TASK BRIEF: There is a line below that contains "positive clicks: (346, 9) (343, 21)". Please reproduce it and all following lines exactly, through the final one.

THE RECORDS:
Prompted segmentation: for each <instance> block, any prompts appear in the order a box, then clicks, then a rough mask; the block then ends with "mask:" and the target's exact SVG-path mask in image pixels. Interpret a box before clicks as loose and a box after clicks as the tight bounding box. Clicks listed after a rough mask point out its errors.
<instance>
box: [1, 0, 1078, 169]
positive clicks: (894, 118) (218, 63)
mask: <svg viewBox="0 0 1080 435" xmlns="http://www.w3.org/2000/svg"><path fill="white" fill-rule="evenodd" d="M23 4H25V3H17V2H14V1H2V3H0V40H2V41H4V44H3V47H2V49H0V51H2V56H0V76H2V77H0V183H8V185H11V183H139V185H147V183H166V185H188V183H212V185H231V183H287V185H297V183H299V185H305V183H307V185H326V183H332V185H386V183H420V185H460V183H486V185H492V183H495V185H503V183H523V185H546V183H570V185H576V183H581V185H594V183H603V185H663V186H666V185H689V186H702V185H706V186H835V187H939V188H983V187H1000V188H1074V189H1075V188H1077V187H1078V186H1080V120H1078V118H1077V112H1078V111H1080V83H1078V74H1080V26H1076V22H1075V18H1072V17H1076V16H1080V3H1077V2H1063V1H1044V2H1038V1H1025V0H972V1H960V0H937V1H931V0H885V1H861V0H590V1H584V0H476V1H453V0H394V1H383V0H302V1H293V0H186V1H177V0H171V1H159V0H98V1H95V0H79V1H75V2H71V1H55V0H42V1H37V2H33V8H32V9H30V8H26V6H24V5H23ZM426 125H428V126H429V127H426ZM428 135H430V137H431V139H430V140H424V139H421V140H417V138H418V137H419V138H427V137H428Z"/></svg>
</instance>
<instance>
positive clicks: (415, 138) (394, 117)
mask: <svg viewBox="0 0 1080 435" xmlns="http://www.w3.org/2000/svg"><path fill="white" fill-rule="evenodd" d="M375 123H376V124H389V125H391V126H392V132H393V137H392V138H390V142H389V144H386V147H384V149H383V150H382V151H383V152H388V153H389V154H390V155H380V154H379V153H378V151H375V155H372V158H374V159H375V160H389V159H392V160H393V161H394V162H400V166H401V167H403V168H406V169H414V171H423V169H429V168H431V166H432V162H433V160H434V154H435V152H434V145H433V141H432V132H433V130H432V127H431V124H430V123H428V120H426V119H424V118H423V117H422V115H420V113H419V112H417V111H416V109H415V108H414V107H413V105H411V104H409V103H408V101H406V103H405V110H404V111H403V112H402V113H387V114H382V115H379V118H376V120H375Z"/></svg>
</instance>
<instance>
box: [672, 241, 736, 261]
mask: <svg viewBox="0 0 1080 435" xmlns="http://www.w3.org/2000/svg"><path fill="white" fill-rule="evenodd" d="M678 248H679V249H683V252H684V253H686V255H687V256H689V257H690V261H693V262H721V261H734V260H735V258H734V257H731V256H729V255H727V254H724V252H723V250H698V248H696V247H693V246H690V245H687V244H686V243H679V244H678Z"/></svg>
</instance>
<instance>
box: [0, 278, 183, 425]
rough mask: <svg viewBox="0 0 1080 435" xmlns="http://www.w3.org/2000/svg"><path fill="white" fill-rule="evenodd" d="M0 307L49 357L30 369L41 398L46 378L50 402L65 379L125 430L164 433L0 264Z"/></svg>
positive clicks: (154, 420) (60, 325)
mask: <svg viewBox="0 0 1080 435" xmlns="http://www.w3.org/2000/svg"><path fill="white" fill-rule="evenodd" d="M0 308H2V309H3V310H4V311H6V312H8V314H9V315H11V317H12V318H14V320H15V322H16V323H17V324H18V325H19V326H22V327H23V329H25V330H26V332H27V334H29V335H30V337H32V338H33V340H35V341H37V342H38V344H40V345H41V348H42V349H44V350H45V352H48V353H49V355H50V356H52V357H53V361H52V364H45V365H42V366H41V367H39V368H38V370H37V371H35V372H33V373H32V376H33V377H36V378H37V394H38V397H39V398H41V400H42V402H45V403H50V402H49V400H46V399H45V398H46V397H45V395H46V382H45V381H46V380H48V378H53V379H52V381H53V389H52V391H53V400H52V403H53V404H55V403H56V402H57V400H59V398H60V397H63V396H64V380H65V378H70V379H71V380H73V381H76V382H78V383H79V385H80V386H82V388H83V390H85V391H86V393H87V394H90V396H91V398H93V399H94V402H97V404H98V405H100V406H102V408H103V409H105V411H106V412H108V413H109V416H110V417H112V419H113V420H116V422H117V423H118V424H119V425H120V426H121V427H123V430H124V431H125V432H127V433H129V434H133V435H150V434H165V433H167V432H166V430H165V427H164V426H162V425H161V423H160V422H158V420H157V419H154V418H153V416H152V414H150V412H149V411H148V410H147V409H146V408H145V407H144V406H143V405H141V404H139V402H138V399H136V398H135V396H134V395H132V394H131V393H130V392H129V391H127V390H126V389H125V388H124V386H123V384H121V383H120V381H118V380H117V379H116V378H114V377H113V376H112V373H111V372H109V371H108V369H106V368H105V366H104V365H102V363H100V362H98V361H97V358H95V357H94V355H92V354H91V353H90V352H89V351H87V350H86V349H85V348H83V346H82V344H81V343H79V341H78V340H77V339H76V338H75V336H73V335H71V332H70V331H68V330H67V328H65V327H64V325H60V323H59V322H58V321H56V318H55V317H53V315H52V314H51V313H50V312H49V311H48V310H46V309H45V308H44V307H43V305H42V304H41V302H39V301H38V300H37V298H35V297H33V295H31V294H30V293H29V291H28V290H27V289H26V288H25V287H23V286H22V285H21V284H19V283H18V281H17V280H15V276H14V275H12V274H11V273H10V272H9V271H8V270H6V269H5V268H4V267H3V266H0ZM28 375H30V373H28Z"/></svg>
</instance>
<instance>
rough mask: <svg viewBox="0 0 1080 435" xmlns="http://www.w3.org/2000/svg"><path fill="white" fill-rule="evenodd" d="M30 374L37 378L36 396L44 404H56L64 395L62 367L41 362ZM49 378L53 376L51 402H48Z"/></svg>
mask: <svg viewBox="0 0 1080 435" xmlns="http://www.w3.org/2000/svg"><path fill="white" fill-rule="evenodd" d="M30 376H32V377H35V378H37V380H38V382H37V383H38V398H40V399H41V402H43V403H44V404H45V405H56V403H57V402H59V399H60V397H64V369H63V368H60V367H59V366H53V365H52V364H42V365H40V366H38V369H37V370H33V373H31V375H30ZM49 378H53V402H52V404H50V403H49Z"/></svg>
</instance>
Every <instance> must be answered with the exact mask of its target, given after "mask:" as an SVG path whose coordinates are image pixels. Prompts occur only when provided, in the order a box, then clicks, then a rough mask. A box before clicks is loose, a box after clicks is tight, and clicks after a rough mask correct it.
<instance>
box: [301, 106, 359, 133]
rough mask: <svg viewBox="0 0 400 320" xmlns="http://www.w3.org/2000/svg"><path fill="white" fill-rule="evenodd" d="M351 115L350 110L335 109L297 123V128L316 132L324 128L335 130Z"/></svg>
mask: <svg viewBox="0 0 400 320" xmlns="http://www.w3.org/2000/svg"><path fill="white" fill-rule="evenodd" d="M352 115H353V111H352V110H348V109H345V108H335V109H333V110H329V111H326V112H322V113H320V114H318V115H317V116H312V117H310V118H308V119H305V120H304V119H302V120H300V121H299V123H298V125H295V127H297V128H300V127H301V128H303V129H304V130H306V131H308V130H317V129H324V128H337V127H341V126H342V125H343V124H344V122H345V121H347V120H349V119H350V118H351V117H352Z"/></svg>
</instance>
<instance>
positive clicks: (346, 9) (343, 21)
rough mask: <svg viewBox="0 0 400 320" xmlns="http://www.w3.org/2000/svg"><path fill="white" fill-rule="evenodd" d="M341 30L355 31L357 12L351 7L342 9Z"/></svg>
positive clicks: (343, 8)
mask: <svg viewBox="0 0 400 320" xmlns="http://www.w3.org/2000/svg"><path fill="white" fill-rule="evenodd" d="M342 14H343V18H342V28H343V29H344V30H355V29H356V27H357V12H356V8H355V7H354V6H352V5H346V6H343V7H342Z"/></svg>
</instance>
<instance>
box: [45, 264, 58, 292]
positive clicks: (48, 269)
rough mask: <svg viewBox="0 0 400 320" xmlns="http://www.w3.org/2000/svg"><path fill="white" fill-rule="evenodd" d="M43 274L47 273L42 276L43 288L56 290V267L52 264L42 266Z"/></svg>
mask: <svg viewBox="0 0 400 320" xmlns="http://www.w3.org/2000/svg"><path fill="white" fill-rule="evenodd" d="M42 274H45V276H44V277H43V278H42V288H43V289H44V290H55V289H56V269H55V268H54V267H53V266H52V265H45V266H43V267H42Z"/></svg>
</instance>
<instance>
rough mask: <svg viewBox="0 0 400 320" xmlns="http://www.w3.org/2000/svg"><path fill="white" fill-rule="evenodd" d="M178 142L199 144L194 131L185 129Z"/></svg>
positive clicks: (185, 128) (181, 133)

ANSWER TO THIS EXERCISE:
positive clicks: (346, 9) (343, 21)
rough mask: <svg viewBox="0 0 400 320" xmlns="http://www.w3.org/2000/svg"><path fill="white" fill-rule="evenodd" d="M341 30L355 31L357 12L351 7L342 9Z"/></svg>
positive clicks: (343, 8)
mask: <svg viewBox="0 0 400 320" xmlns="http://www.w3.org/2000/svg"><path fill="white" fill-rule="evenodd" d="M342 14H343V18H342V28H343V29H344V30H355V29H356V27H357V12H356V8H355V7H354V6H352V5H346V6H343V7H342Z"/></svg>
</instance>
<instance>
box: [45, 264, 58, 292]
positive clicks: (48, 269)
rough mask: <svg viewBox="0 0 400 320" xmlns="http://www.w3.org/2000/svg"><path fill="white" fill-rule="evenodd" d="M43 274L47 273L42 276L43 288L56 290V267L52 264L42 266Z"/></svg>
mask: <svg viewBox="0 0 400 320" xmlns="http://www.w3.org/2000/svg"><path fill="white" fill-rule="evenodd" d="M42 274H45V276H44V277H43V278H42V288H43V289H44V290H55V289H56V269H55V268H54V267H53V266H52V265H45V266H43V267H42Z"/></svg>
</instance>
<instance>
rough mask: <svg viewBox="0 0 400 320" xmlns="http://www.w3.org/2000/svg"><path fill="white" fill-rule="evenodd" d="M178 142L199 144L194 131L185 129Z"/></svg>
positive clicks: (185, 128) (181, 133)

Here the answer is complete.